- DOCUMENT SECTION:
================================
1. Evidence
held sufficient to support a finding by a
state court that goods constituting a through water-and-rail
shipment had been delivered by the water carrier, a steamship
company, to a wharf company, by being unloaded on the wharf
company's pier and left there under the full control of the wharf
company, to be handled and forwarded by it at its own convenience.
P.
285 U. S.
132.
2. A through bill of lading issued by the initial carrier upon
an interstate shipment governs the entire transportation and fixes
the obligations of all participating carriers insofar as its terms
are applicable and valid. P.
285 U. S.
134.
3. A clause in a bill of lading issued by the initial carrier
for a through shipment, providing that the carrier in possession of
the goods should be liable as at common law for any loss or
damages,
held applicable to a wharf company, an
intermediate common carrier furnishing a necessary link in the
transportation, although not named in the bill. P.
285 U. S.
135.
4. The wharf company could not escape liability in such case
upon the grounds (a) that, by arrangement with the connecting
carrier to which it was to deliver the goods, it was but the agent
of the latter (
Missouri Pac. R. Co. v. Reynolds Co.,
268 U. S. 366,
distinguished),
Page 285 U. S. 128
or (b) that, under its own filed tariff, it could be held only
for negligence. Pp.
285 U. S.
135-136.
Affirmed.
Certiorari, 284 U.S. 608, to review a judgment reversing that of
the Court of Civil Appeals of Texas, and affirming that of a
District Court of the State holding the petitioner Wharf Company
liable for goods that were burned
in transitu while on its
pier.
================================
- DATA SEGMENT:
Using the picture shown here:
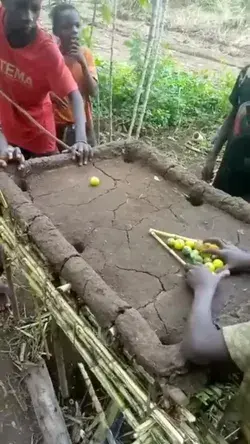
================================
- REQUIRED WORK: In the court summary, what happened to the goods while they were on the wharf company's pier?

- RESULT OF THE EXERCISE: They were burned in transit.